(Items from a data source)

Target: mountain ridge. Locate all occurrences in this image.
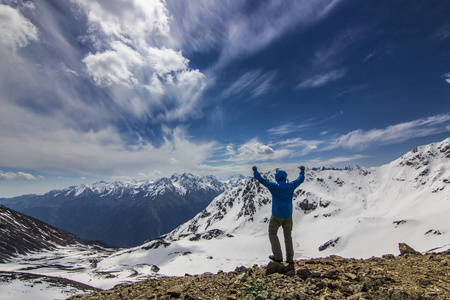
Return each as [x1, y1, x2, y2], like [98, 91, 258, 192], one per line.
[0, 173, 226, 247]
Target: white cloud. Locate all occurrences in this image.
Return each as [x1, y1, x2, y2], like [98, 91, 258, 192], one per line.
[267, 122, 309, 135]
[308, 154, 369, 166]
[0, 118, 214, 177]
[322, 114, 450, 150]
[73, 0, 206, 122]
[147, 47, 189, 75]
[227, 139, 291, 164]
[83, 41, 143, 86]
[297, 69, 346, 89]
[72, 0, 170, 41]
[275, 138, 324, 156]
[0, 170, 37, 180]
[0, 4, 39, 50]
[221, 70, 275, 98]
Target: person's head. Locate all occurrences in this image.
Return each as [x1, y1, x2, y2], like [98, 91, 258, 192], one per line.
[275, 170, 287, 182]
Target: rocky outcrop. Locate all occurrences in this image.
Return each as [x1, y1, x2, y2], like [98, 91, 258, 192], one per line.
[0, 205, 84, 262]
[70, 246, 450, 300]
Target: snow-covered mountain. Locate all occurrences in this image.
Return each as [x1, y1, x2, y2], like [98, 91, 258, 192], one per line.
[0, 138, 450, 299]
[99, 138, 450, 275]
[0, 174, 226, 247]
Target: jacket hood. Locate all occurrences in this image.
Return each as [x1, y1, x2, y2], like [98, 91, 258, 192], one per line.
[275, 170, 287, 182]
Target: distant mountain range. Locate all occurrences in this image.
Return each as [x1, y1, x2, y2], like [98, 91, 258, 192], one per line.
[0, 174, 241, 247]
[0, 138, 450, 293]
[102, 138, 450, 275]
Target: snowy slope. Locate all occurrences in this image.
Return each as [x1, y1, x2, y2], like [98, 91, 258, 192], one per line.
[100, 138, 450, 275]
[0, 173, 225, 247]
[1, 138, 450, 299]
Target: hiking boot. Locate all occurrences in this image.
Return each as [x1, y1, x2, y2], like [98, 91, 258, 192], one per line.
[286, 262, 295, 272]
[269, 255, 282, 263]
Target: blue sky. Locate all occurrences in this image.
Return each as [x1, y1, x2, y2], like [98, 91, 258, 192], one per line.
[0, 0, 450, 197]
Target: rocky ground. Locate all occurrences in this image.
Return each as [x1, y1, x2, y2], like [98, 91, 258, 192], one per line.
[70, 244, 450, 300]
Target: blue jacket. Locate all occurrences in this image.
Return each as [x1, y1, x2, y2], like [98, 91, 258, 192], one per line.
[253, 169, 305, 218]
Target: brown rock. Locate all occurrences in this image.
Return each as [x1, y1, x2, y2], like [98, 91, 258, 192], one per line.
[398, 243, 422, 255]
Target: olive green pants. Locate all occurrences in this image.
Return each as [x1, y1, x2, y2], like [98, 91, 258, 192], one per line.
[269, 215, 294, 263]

==

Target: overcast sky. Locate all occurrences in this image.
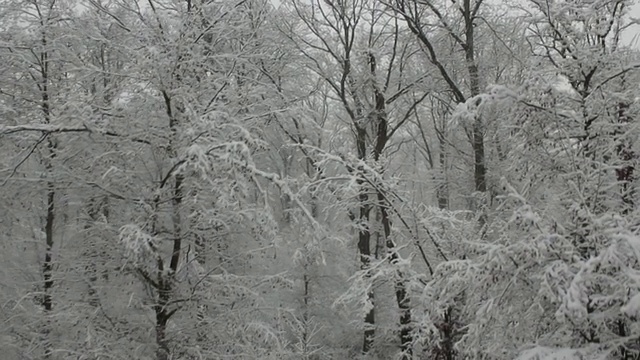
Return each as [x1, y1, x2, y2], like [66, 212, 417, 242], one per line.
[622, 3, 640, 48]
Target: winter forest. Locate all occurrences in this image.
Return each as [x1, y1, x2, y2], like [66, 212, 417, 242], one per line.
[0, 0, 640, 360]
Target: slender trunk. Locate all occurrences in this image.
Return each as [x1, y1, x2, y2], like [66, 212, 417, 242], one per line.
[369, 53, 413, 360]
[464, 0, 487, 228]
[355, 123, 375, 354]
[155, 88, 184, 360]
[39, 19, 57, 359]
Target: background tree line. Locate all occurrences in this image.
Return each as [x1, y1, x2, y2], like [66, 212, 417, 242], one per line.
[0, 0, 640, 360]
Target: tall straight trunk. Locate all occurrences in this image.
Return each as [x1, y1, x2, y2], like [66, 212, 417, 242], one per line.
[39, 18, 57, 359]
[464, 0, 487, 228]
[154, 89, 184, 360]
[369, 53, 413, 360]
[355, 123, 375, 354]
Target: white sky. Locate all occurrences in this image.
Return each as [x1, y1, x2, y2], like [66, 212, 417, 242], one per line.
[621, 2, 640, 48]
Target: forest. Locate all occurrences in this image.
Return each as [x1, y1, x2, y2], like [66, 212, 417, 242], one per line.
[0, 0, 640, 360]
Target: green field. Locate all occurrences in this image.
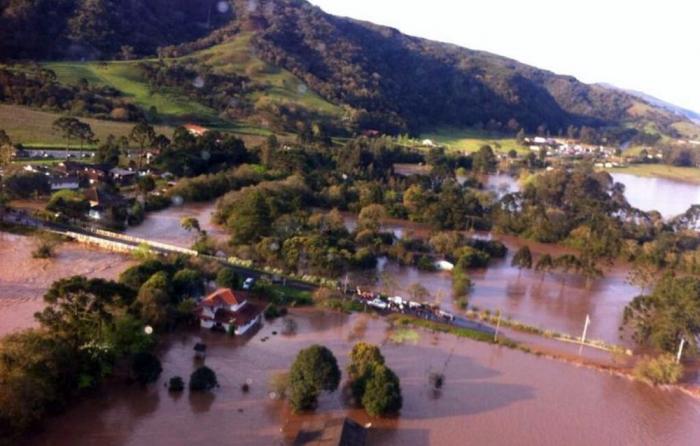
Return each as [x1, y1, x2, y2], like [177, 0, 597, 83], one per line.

...

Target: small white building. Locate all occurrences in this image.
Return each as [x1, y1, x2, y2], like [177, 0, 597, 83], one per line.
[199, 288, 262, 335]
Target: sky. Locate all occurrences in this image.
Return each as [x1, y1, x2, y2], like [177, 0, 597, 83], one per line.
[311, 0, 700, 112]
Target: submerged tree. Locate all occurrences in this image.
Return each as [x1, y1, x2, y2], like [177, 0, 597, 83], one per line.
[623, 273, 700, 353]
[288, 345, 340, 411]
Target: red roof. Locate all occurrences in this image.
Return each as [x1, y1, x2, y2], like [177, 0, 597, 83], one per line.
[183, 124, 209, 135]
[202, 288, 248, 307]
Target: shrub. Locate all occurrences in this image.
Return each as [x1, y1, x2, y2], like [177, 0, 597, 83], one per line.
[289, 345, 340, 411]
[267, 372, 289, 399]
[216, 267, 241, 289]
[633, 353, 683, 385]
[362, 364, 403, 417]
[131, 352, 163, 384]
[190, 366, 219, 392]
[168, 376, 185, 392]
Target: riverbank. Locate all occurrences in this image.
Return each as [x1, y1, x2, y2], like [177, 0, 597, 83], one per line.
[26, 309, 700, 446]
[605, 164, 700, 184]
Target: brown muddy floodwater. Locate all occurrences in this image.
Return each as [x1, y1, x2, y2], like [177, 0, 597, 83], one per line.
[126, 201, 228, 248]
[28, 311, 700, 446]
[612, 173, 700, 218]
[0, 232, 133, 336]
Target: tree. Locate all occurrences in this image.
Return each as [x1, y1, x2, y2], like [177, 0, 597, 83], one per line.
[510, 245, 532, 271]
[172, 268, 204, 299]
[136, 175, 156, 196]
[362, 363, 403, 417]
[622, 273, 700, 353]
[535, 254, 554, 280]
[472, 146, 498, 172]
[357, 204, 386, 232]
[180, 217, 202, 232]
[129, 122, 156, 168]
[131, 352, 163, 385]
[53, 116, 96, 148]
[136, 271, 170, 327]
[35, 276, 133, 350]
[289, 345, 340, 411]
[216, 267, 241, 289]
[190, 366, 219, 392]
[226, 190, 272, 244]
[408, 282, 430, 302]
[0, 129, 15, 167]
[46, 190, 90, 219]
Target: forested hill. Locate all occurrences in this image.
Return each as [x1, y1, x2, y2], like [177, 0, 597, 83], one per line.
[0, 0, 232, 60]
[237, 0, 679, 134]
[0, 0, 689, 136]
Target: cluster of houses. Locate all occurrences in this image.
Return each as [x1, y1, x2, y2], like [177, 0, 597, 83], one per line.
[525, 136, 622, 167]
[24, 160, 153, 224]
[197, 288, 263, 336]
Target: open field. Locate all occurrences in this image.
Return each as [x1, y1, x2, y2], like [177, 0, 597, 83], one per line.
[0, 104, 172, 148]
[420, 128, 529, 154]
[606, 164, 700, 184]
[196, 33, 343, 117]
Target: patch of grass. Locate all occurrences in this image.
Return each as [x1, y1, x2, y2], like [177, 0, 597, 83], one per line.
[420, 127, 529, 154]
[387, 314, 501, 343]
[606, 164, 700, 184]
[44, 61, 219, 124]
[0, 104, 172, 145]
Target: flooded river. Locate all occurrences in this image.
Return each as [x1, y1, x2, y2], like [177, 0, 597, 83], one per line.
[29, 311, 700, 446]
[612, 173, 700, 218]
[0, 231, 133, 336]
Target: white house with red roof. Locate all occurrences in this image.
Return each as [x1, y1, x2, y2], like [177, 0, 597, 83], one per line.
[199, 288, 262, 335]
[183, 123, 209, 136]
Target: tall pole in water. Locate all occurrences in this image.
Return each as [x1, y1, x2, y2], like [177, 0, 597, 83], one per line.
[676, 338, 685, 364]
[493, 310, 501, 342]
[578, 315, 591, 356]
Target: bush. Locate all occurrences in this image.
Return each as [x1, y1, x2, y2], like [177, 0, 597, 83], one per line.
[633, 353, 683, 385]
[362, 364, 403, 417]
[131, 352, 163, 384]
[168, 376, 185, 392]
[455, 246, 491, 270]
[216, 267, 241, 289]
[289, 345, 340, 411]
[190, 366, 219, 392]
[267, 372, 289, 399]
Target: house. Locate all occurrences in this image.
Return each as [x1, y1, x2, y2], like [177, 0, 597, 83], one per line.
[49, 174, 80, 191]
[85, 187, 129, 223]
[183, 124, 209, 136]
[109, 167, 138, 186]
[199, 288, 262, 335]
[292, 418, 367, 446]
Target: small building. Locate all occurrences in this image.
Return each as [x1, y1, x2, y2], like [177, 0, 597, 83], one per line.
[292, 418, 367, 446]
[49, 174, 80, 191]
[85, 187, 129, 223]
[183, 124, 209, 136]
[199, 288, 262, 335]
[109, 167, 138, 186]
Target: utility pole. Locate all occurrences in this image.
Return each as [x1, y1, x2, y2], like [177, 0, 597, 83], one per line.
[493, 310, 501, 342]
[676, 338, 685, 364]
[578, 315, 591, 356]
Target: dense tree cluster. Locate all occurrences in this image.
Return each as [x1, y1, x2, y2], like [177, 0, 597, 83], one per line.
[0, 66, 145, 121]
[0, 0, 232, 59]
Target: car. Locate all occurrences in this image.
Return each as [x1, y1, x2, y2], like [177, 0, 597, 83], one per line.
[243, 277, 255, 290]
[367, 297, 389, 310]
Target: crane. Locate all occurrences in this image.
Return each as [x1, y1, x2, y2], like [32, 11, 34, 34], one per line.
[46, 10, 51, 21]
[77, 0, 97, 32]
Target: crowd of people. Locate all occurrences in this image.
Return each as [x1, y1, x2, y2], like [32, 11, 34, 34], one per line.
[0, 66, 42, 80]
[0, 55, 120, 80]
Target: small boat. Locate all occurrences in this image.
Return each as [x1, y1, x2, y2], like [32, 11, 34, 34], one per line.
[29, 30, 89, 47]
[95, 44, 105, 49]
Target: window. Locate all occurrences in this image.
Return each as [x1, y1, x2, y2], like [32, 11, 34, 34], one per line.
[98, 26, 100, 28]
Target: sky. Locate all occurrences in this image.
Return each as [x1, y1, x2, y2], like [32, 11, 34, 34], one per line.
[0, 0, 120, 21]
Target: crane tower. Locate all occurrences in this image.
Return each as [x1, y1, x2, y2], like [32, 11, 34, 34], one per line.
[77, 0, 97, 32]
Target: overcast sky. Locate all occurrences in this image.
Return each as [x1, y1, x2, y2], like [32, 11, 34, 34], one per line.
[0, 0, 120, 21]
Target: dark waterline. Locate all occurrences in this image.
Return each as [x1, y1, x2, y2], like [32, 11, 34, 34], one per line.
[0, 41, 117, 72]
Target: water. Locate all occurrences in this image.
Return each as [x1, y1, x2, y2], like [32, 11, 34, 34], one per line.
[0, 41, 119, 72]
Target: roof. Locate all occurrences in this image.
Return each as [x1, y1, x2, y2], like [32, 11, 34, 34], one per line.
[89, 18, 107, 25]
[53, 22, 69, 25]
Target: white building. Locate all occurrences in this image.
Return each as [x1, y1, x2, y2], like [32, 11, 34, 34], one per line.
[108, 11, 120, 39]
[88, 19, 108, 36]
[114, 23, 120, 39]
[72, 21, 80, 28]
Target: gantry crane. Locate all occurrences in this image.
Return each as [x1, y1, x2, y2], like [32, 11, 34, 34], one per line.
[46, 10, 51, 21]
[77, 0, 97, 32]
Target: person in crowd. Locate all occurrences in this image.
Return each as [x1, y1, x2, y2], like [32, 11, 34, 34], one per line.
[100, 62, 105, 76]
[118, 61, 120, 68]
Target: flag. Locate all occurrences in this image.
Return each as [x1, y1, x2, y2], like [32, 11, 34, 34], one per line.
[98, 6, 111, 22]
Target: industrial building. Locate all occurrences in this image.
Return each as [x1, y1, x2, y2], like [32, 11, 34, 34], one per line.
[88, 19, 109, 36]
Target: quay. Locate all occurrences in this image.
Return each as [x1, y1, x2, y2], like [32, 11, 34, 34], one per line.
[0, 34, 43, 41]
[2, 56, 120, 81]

» TASK OBJECTIVE:
Format the lines from the one containing "Target: mountain ridge." through the one containing "[0, 174, 226, 247]", both included, as a numbered list with blank lines skipped. Leave the pictures out.

» THE SOLUTION:
1. Target: mountain ridge. Locate all occurrences in this image.
2. Return each as [x1, y1, x2, y2], like [98, 91, 258, 192], one per line.
3. [0, 173, 226, 247]
4. Target: white cloud. Locate all occurrences in this image.
5. Return each as [x1, y1, x2, y2], like [98, 91, 258, 192], one per line.
6. [267, 122, 309, 135]
7. [308, 154, 369, 166]
8. [0, 118, 214, 177]
9. [322, 114, 450, 150]
10. [73, 0, 206, 122]
11. [147, 47, 189, 75]
12. [227, 139, 291, 164]
13. [83, 41, 143, 86]
14. [297, 69, 346, 89]
15. [72, 0, 170, 41]
16. [275, 138, 324, 156]
17. [0, 170, 37, 180]
18. [0, 4, 39, 50]
19. [221, 70, 275, 98]
20. Target: person's head. Locate all occurrences in this image.
21. Return each as [x1, y1, x2, y2], like [98, 91, 258, 192], one per line.
22. [275, 170, 287, 182]
23. Target: rocky outcrop. Locate all occurrences in this image.
24. Return each as [x1, y1, x2, y2], like [98, 91, 258, 192], one per line.
25. [0, 205, 84, 262]
26. [70, 246, 450, 300]
27. Target: snow-covered mountain. Locate all occurrences in this image.
28. Return each as [x1, y1, x2, y2], like [98, 91, 258, 192], one per line.
29. [0, 138, 450, 299]
30. [99, 138, 450, 275]
31. [0, 174, 226, 247]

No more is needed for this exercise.